BEGIN Records for this exercise

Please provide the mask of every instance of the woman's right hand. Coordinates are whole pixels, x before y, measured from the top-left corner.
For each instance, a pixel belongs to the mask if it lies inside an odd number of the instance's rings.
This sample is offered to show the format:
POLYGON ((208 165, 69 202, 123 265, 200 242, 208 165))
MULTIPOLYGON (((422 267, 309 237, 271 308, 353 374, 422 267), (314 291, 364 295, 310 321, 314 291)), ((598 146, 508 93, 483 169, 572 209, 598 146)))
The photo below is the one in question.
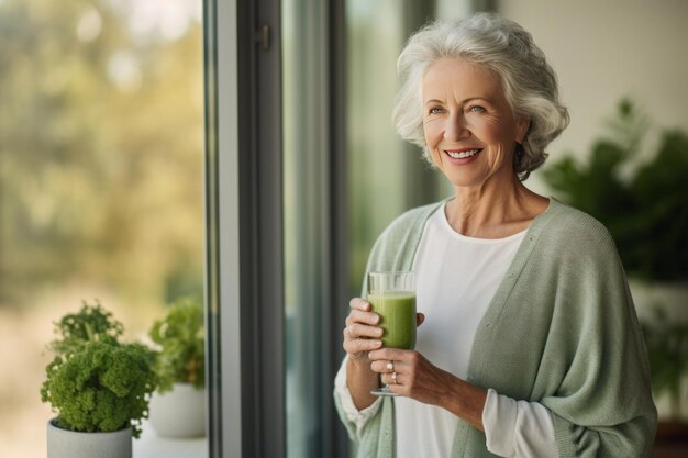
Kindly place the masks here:
POLYGON ((380 316, 370 311, 370 303, 365 299, 354 298, 349 306, 344 328, 344 351, 352 362, 369 366, 368 351, 382 347, 382 328, 377 326, 380 316))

END Records for this exercise

### [What the task asks]
Find every line in the material that contains the word "instance" and copy each of those lines in full.

### [Answer to the task]
Please provide the mask of every instance of the woman's right hand. Coordinates are whole pixels, x before y, measured from the top-left corner.
For each instance, a pixel belongs to the mask if it lies inside an odd number of the instance's rings.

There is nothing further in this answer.